- **TASK OBJECTIVE**
Please copy the rows below word for word, beginning at the line that contains "Indicate a point on each instance of the woman with white" and stopping after the line that contains "[(114, 619)]".

Data records
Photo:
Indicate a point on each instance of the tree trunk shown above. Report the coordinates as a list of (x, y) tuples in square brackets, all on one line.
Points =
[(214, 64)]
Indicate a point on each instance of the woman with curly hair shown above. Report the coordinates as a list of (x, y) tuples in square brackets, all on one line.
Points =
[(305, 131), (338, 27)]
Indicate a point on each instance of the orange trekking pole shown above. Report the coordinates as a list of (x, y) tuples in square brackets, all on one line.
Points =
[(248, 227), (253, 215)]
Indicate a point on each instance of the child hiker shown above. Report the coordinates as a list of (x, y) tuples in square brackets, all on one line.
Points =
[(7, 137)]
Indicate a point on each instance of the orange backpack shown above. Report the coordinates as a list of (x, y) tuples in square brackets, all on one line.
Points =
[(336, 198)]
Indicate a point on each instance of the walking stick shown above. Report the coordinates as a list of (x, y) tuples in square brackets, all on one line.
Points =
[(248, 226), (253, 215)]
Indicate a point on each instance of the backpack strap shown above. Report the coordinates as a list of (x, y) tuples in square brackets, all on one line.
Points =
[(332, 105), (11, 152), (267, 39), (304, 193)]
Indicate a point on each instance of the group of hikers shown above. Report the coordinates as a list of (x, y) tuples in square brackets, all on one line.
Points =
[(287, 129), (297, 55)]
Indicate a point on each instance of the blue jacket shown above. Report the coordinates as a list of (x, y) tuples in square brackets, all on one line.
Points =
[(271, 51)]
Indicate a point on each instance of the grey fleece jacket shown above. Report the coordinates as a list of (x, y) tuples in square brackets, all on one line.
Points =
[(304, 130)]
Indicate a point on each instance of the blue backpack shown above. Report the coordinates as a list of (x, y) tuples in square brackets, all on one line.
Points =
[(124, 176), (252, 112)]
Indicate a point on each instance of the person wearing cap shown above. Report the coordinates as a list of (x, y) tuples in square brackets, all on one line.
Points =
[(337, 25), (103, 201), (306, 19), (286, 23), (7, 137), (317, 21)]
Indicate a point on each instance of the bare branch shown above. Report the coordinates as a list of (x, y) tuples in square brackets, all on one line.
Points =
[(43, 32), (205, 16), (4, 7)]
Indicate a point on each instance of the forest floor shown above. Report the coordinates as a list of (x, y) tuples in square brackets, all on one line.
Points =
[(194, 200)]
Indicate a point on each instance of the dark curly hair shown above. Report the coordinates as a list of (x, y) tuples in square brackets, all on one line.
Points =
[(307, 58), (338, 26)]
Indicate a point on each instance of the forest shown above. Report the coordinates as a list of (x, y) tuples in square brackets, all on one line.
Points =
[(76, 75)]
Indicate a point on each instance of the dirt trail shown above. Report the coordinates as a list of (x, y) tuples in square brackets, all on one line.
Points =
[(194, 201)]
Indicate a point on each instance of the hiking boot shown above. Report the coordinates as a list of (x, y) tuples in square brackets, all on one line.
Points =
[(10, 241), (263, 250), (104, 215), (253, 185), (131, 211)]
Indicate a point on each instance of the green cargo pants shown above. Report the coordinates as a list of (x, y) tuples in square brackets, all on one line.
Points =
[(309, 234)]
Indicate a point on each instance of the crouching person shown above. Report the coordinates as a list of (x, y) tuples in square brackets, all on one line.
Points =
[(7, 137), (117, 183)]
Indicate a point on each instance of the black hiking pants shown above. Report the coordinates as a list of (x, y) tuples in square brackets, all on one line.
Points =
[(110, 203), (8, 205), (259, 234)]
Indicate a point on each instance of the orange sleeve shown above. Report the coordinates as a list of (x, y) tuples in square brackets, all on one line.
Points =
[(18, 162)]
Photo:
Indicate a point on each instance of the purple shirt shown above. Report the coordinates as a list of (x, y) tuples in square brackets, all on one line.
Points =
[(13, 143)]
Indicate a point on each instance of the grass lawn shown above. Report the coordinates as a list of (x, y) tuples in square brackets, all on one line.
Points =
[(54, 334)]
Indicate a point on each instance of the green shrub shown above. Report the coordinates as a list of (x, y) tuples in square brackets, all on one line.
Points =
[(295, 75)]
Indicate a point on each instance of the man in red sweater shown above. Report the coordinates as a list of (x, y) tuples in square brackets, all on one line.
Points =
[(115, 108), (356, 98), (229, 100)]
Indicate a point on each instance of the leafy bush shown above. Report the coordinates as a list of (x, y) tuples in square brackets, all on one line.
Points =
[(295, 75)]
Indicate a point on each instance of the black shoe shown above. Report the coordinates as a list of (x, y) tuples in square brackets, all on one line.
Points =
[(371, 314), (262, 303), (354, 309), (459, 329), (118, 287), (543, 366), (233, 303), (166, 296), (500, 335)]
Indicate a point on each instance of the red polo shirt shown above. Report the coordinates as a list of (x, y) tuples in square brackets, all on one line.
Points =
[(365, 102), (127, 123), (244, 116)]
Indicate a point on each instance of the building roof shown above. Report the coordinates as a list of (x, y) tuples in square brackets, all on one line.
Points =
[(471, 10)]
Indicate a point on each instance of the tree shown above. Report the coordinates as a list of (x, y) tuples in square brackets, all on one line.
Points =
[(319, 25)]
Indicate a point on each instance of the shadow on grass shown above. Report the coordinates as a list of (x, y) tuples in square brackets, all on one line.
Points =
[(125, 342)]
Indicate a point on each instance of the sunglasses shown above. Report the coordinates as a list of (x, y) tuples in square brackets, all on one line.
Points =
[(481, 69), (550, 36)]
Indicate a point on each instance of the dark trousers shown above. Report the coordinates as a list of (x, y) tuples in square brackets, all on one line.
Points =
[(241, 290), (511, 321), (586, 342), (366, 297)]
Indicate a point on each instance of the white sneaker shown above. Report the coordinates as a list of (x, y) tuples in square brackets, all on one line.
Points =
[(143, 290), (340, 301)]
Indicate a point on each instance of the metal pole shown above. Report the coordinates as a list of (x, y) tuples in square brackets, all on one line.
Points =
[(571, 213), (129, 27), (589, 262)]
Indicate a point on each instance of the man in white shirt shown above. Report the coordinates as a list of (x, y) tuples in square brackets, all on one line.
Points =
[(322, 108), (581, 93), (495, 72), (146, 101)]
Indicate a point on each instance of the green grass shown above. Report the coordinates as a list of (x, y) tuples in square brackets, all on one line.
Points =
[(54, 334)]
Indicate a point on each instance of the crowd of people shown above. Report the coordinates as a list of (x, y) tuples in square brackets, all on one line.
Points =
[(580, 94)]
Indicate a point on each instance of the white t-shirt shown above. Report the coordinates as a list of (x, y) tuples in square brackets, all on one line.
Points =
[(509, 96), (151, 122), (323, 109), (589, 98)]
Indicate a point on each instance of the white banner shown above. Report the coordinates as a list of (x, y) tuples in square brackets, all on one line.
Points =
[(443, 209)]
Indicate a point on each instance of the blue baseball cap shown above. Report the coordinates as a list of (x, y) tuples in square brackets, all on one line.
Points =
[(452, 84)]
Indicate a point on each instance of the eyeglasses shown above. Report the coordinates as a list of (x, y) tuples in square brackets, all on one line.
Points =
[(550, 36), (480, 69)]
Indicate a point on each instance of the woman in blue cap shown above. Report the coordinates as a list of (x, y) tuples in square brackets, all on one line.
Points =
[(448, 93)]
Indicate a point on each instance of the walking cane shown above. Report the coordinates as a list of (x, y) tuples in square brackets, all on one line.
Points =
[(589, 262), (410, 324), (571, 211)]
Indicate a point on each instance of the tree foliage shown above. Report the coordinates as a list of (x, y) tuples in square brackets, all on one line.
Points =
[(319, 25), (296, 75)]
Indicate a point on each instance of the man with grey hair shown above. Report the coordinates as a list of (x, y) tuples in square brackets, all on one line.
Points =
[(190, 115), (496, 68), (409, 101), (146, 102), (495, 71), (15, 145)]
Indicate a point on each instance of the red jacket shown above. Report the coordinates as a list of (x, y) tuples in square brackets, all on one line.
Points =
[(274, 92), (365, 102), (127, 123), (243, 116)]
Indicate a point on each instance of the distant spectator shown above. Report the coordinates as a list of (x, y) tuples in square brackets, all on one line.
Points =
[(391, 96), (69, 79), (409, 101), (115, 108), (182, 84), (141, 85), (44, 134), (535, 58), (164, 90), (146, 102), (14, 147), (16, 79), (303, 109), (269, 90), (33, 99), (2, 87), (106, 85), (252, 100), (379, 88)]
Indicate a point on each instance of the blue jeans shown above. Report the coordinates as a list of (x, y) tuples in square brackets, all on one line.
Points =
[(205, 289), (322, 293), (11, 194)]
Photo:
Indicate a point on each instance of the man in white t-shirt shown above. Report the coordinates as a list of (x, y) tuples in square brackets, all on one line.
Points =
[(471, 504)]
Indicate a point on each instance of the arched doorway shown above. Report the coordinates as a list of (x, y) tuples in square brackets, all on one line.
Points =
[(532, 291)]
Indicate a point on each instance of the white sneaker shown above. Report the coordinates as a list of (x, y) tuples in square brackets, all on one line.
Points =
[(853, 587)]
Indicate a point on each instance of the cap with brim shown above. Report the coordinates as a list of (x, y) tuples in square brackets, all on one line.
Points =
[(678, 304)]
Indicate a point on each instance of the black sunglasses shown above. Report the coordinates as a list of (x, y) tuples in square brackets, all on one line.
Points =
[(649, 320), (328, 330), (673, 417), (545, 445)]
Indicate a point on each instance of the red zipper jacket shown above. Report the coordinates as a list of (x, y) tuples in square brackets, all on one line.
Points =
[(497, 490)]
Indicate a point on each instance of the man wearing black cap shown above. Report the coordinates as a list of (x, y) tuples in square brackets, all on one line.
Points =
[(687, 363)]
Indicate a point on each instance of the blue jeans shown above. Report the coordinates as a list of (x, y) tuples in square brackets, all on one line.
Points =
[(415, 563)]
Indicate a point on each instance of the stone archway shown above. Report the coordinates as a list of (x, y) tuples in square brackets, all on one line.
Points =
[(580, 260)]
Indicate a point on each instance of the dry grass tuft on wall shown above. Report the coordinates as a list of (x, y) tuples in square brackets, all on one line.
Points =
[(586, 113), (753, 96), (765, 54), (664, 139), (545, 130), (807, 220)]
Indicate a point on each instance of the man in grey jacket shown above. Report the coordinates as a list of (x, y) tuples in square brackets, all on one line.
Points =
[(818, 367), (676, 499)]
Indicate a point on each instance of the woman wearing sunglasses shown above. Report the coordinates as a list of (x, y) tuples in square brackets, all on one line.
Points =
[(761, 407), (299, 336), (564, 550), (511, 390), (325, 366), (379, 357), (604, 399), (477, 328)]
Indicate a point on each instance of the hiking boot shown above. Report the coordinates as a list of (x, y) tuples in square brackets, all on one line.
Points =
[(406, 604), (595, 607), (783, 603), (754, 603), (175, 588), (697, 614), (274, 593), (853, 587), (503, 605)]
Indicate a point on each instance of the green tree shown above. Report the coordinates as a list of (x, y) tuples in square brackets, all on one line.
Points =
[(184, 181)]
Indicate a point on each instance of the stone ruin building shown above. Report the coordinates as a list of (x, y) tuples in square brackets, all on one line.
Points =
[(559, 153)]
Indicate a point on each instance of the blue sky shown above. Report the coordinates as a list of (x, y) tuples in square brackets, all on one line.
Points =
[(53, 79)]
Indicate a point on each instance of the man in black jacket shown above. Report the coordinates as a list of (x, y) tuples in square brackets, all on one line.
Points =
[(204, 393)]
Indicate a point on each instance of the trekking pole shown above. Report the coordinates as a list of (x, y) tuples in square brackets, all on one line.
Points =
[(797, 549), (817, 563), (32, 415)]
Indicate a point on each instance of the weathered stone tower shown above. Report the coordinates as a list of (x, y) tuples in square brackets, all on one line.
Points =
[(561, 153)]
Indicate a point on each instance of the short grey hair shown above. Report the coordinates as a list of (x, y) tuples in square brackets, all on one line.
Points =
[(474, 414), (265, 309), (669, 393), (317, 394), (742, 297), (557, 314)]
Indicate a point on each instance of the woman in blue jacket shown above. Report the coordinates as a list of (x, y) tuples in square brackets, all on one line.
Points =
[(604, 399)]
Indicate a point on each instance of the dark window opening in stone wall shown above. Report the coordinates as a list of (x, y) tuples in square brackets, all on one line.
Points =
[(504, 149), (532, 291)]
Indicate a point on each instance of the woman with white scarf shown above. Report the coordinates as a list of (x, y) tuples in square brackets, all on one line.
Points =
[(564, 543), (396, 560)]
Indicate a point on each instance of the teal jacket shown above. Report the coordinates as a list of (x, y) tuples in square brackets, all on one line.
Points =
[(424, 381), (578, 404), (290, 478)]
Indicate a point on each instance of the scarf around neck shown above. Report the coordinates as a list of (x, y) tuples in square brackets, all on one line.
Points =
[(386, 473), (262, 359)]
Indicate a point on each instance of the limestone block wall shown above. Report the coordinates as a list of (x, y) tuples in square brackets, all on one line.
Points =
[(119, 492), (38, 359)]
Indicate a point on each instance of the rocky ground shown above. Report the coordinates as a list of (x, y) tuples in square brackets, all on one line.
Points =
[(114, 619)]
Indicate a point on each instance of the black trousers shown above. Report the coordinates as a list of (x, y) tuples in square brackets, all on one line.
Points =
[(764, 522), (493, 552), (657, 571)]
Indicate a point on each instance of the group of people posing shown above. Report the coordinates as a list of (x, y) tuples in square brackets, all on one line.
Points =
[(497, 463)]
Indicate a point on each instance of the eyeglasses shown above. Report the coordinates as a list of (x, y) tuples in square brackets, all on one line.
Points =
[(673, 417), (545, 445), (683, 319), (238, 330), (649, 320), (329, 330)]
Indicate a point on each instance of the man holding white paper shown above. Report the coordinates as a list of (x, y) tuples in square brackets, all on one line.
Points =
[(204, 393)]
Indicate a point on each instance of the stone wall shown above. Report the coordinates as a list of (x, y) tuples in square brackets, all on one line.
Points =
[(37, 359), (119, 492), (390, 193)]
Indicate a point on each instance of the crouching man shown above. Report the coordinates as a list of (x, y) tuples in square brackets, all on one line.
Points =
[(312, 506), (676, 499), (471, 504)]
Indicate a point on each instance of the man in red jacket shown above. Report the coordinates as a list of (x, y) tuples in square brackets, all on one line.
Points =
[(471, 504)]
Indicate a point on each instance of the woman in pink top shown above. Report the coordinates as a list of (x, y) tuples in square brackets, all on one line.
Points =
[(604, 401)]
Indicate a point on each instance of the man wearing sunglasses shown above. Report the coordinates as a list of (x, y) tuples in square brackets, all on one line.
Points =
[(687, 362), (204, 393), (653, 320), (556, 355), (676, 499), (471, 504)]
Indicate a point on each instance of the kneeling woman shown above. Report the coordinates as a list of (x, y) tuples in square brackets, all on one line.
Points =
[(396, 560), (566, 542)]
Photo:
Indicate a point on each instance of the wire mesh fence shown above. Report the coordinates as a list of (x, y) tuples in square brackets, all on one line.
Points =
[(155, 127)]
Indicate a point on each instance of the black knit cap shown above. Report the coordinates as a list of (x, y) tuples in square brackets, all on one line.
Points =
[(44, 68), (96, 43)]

- **RESULT BELOW**
Indicate a point on each instance of the woman with white scarf shown above. Report the coordinates as a list of (x, y) tuples in square brackets, all on one line.
Points =
[(564, 543), (396, 560)]
Indicate a point on each instance of the teal jacket shown above. Report the coordinates as a list of (x, y) tuples in square brackets, all on one line.
Points =
[(424, 381), (578, 404), (290, 478)]
Indicate a point on each instance of the scarf around neck shown above. Report the coordinates as a list of (x, y) tuples in square brackets, all on one line.
Points =
[(386, 473), (262, 359)]
Indicate a point on each instance of the limestone block wall shown above. Report the coordinates as a list of (x, y) tuples in square brackets, all on one line.
Points =
[(119, 492), (38, 359)]
Indicate a point on each instance of the rocky ground shown above. Report the coordinates as a list of (x, y) tuples in square brackets, all on one line.
Points =
[(114, 619)]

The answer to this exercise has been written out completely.